■ **TEXT TO READ**
BEGIN

Notice to persons having right of prior purchase

When any person proposes to sell any agricultural land or village immovable property or urban immovable property, or to foreclose the right to redeem any village immovable property, or urban immovable property, in respect of which any person have a right of prior purchase, he may give notice to all such persons of the price at which he proposes to sell such land or property, or of the amount due in respect of the mortgage, the case as may be.

Such notice shall be given through any Court within the local limits of whose jurisdiction such land or property is situate and shall be deemed sufficiently given if it is served in accordance with the provisions of Order V of the Code of Civil Procedure.

9 We bow before the law laid down by Hon'ble Apex Court of the country in Indiri Bai's case (1991 SC Supra) and followed by our own Hon'ble High Court in Smt. Kanta Devi's case (1992 KLJ 405) laying down that notwithstanding the requirement of service of a written notice by seller, even verbally proposing a co-sharer to purchase immovable property, shall be deemed to be sufficient compliance of section 18, which provision is in pari materia with section 18 of Rajatha Preemption Act 1066. Hon'ble Supreme Court has laid down as above said while interpreting the latter. S. 8 of Rajasthan Preemption Act 1966 is as under:

"8. Notice to pre-emptors. - (1)

END

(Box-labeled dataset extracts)
BEGIN

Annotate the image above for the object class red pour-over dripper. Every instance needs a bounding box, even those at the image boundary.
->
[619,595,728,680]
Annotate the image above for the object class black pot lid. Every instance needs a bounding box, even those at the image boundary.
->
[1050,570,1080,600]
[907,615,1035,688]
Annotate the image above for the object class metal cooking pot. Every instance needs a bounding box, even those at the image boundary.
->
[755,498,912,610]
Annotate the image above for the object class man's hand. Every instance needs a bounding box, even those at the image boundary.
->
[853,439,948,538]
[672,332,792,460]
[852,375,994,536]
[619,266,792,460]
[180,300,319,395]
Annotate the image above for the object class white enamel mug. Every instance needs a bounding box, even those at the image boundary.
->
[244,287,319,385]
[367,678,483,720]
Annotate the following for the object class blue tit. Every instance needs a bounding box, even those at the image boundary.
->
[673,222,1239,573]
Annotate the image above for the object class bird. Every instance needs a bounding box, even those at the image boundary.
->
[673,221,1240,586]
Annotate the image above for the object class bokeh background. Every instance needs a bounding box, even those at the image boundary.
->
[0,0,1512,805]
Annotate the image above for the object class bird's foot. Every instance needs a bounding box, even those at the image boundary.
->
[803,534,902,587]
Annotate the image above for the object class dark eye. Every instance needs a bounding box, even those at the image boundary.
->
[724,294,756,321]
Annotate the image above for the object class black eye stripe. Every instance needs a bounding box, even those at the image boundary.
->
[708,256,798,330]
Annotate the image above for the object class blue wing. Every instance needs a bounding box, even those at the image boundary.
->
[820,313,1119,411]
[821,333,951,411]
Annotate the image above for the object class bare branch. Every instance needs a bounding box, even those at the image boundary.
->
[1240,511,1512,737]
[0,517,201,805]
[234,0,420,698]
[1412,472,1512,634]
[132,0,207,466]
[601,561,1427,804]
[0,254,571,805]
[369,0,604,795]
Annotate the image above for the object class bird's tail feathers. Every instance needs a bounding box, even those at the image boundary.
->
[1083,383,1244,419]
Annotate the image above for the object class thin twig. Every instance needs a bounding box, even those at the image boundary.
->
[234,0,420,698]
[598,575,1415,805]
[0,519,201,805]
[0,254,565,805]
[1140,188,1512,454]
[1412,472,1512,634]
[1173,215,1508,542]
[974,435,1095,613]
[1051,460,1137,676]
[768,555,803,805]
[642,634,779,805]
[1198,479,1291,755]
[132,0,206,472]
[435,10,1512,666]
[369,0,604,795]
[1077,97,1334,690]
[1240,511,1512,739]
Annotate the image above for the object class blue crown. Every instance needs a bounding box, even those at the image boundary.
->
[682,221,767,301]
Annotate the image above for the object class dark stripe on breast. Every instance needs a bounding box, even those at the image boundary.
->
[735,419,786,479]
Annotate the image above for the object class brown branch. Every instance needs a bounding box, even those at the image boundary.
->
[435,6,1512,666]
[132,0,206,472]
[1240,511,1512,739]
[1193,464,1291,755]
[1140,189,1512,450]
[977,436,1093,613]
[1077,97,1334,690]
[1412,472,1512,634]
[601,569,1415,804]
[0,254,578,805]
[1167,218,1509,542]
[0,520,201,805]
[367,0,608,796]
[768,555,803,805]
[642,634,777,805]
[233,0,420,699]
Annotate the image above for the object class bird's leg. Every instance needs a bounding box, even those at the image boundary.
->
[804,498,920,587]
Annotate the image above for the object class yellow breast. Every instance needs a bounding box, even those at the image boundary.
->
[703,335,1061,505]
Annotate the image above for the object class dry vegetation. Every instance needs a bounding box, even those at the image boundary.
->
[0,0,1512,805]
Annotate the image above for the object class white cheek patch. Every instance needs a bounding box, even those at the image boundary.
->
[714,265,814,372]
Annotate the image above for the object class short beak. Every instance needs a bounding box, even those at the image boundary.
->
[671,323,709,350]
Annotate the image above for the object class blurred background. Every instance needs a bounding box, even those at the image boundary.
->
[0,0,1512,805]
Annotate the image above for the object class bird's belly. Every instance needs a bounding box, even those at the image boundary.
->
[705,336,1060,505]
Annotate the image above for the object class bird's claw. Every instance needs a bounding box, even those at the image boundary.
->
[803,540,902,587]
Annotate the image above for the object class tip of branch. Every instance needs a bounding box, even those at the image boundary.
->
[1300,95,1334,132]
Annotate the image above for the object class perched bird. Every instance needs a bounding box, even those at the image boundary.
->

END

■ **TASK LIST**
• A. Summarize the passage on prior-purchase notices in three sentences.
• B. Carry the passage on prior-purchase notices forward from its final line.
The items are material apart from the passage on prior-purchase notices.

■ **RESPONSES IN ORDER**
• A. A person who proposes to sell agricultural land or village or urban immovable property, or to foreclose the right to redeem such property, where others hold a right of prior purchase, may notify all of them of the proposed price or of the amount due on the mortgage. The notice is to be given through a Court within whose local jurisdiction the land or property lies, and it counts as sufficiently given if served under Order V of the Code of Civil Procedure. Following rulings of the Supreme Court and of the High Court, the passage accepts that even verbally proposing to a co-sharer that the property be purchased is sufficient compliance with section 18.

• B.
b. When any person proposes to sell, or to foreclose the right to redeem, any immovable property. In respect of which any persons have a right of pre-emption, he shall give notice to all such persons as to the price at which he is proposing so to sell or as to the amount due in respect of the mortgage proposed to be foreclosed, as the case may be.

c. Such notice shall be given through the civil court, within the local limits of whose jurisdiction the property concerned is situated shall clearly describe such property, shall state the name and other particulars of the purchaser or the mortgagee and shall be served in the manner prescribed for service of summons in civil suits

10. Now therefore, it is amply clear that a notice contemplated under Section 18 shall be deemed to be sufficiently served even if the intention of selling immovable property by the seller is verbally conveyed to any person having right of prior purchase in the estate as per categories mentioned under the relevant sections of J&K ROPPA. In that event, failure of the latter to apt for purchasing immovable property would mean that he has waived his right and the interpretation of Section 18 of ROPPA by Hon'ble J&K High Court given in Judgment reported as Abdul Aziz Pattoo v. Mst. Khatji (MANU/JK/0011/1991 : AIR 1991 J&K 1023) stand overruled.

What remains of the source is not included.